**About this task:** Return, from the data that follows, each line that holds the word "rough".

**Stored data:**

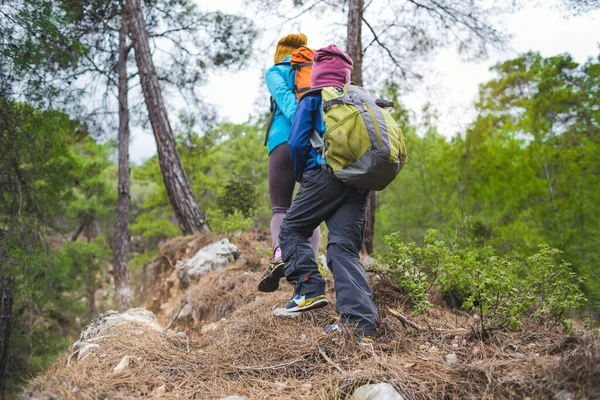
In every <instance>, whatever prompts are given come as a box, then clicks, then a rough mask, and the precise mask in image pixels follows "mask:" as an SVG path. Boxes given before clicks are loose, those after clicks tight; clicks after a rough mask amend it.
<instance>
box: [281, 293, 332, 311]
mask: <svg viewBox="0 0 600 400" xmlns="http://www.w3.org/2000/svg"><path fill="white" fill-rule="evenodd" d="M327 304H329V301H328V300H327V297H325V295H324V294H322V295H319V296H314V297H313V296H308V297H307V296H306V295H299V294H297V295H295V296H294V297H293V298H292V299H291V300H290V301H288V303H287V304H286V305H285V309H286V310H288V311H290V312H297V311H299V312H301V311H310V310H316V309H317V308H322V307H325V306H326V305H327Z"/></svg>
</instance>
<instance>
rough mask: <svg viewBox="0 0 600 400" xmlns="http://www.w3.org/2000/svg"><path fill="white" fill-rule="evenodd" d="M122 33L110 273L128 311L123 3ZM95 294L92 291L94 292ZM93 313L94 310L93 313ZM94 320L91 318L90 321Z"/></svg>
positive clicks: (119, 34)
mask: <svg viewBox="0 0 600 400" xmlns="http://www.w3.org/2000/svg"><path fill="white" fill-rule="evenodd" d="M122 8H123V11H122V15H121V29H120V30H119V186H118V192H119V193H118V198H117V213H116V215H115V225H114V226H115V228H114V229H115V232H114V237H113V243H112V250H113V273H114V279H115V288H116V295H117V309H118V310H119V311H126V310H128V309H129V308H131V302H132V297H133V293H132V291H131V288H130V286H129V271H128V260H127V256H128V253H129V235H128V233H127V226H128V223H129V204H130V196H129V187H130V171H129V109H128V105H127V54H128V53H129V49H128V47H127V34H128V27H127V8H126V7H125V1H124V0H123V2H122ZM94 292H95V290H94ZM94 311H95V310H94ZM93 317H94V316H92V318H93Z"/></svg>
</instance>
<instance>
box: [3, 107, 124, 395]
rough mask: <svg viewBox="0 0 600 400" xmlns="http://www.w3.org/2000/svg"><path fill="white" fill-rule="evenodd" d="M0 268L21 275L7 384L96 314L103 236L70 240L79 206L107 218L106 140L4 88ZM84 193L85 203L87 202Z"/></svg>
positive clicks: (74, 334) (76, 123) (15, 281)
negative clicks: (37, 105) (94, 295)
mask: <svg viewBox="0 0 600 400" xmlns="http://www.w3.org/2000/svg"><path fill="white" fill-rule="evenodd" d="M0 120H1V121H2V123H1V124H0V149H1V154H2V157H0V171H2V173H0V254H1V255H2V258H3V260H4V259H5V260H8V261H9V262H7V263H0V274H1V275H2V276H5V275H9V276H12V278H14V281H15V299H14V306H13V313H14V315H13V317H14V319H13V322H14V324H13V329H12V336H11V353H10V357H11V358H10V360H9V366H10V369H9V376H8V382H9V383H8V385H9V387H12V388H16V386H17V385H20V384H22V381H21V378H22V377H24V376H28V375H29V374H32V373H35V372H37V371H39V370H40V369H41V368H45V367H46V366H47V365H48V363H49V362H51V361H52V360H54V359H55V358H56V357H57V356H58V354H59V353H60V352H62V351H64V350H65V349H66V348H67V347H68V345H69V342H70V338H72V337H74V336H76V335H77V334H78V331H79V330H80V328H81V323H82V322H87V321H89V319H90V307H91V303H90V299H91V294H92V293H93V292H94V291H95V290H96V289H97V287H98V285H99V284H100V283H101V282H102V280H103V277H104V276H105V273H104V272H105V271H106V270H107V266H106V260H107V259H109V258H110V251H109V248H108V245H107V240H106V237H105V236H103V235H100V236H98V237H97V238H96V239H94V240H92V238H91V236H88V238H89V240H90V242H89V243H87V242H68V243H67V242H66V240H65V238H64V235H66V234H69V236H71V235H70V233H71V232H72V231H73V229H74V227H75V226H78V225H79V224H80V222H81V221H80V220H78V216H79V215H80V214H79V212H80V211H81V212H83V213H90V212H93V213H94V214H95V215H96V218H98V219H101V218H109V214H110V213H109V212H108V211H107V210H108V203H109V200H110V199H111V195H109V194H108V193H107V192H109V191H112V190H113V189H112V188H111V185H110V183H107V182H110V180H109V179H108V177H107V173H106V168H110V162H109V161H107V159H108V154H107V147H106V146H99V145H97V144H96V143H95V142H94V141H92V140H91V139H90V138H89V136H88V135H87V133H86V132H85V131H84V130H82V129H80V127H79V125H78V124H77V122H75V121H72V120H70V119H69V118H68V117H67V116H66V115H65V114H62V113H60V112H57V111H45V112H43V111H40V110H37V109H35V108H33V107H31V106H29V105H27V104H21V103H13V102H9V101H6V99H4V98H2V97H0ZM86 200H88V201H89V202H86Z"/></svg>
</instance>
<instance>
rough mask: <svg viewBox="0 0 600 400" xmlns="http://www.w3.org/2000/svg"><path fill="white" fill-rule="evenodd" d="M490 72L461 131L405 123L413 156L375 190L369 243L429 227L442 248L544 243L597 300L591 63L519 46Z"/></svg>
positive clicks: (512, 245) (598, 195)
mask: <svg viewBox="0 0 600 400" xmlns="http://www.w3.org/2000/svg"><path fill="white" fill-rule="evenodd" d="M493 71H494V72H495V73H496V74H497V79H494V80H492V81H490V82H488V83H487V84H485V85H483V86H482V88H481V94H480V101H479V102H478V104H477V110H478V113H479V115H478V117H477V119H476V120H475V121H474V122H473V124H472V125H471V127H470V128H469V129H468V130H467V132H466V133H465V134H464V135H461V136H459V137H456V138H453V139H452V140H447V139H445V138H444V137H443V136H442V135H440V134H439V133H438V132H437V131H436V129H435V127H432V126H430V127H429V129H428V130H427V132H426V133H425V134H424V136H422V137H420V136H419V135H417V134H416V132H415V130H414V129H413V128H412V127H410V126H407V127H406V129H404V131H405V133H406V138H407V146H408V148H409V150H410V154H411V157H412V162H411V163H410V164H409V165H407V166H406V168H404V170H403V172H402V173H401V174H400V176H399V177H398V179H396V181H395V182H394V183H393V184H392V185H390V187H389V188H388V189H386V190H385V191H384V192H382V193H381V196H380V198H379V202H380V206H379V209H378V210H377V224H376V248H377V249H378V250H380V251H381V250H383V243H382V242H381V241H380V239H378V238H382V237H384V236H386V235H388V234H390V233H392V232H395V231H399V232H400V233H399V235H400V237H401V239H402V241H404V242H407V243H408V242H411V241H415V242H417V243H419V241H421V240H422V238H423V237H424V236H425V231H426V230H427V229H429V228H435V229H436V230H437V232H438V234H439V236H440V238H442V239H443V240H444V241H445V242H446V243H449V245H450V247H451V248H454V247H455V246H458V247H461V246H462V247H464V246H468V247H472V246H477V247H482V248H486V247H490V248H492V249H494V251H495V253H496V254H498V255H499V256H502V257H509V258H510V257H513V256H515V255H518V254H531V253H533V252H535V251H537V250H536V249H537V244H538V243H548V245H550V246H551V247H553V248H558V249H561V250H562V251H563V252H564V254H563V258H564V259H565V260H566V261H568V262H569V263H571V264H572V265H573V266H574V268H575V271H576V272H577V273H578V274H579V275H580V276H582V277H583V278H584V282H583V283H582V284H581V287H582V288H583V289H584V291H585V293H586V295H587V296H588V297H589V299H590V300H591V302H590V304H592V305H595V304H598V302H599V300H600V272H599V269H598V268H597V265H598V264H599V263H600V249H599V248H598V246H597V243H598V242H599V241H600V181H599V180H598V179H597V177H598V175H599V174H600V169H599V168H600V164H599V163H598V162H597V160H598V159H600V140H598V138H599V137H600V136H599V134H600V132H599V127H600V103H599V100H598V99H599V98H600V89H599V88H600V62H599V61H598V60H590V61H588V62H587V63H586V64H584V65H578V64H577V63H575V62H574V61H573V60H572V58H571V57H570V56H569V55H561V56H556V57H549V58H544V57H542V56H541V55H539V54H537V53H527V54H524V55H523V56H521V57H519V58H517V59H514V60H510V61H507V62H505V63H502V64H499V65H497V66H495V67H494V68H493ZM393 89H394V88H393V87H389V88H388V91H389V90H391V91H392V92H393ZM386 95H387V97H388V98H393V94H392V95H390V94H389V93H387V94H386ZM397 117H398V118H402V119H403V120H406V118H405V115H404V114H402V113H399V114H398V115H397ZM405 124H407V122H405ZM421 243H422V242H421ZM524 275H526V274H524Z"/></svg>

**Response to the task:**
In every <instance>, whatever prompts are given come as a box, then clicks, then a rough mask, and the precise mask in image pixels follows "mask:" as an SVG path. Boxes given before clicks are loose, those after clicks tight; clicks after a rough mask amend it.
rough mask: <svg viewBox="0 0 600 400" xmlns="http://www.w3.org/2000/svg"><path fill="white" fill-rule="evenodd" d="M122 33L110 273L128 311L123 3ZM95 294L92 291L94 292ZM93 313L94 310L93 313ZM94 320L91 318L90 321Z"/></svg>
rough mask: <svg viewBox="0 0 600 400" xmlns="http://www.w3.org/2000/svg"><path fill="white" fill-rule="evenodd" d="M0 268L21 275L7 384L96 314L103 236L70 240L79 206L107 218L106 140L4 88ZM84 193L85 203L87 202Z"/></svg>
rough mask: <svg viewBox="0 0 600 400" xmlns="http://www.w3.org/2000/svg"><path fill="white" fill-rule="evenodd" d="M490 72L461 131L405 123L413 156L375 190L369 243L429 227L442 248L544 243L597 300L591 63L519 46Z"/></svg>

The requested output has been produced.